Given entries
↓↓↓
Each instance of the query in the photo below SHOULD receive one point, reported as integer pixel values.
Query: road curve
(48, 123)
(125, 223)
↑↑↑
↓↓↓
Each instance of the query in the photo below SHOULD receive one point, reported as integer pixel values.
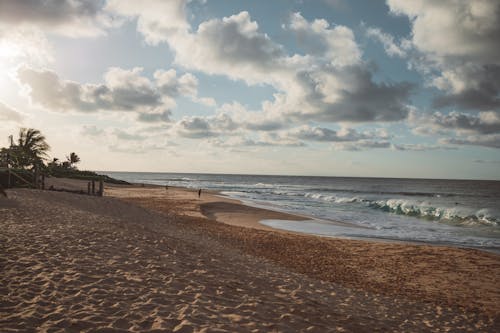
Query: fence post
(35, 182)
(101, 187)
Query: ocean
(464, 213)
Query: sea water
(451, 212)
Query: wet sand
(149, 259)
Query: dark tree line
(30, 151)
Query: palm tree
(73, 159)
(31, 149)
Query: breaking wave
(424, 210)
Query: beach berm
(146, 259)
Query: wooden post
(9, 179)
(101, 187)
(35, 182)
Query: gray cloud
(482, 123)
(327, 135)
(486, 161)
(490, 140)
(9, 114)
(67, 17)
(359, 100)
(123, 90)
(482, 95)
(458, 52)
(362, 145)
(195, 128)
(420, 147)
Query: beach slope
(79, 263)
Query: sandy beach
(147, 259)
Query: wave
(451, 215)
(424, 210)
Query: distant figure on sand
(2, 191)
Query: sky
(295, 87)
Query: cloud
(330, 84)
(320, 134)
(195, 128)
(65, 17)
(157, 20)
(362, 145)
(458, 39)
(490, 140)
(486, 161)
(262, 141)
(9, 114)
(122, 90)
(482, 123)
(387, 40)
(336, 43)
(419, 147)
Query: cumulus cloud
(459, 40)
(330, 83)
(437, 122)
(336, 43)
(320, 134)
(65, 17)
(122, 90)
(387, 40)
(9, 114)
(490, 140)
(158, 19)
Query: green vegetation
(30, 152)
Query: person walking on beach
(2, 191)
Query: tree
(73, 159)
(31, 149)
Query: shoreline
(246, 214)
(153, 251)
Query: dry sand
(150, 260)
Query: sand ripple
↑↑↑
What the task asks
The output should be exactly the lines above from the line containing "Query: dark tree line" to the line containing "Query: sand ripple", inclusive, with no other lines.

Response to this task
Query: dark tree line
(30, 151)
Query: palm tree
(73, 159)
(31, 149)
Query: breaking wave
(424, 210)
Query: beach berm
(146, 259)
Query: wooden post
(9, 179)
(101, 187)
(35, 182)
Query: gray cloud
(482, 123)
(327, 135)
(486, 161)
(490, 140)
(9, 114)
(67, 17)
(359, 100)
(123, 90)
(482, 95)
(458, 52)
(362, 145)
(195, 128)
(420, 147)
Query: beach slope
(79, 263)
Query: sandy beach
(147, 259)
Query: wave
(451, 215)
(424, 210)
Query: distant figure on sand
(2, 191)
Query: sky
(295, 87)
Query: cloud
(330, 84)
(320, 134)
(195, 128)
(65, 17)
(157, 20)
(362, 145)
(458, 39)
(490, 140)
(486, 161)
(262, 141)
(9, 114)
(122, 90)
(482, 123)
(387, 40)
(336, 43)
(419, 147)
Query: cumulus cloud
(459, 40)
(330, 83)
(437, 122)
(336, 43)
(320, 134)
(65, 17)
(122, 90)
(387, 40)
(9, 114)
(490, 140)
(158, 19)
Query: green vegetation
(30, 152)
Query: person walking on beach
(2, 191)
Query: tree
(73, 159)
(31, 149)
Query: shoreline
(246, 214)
(153, 251)
Query: dry sand
(150, 260)
Query: sand ripple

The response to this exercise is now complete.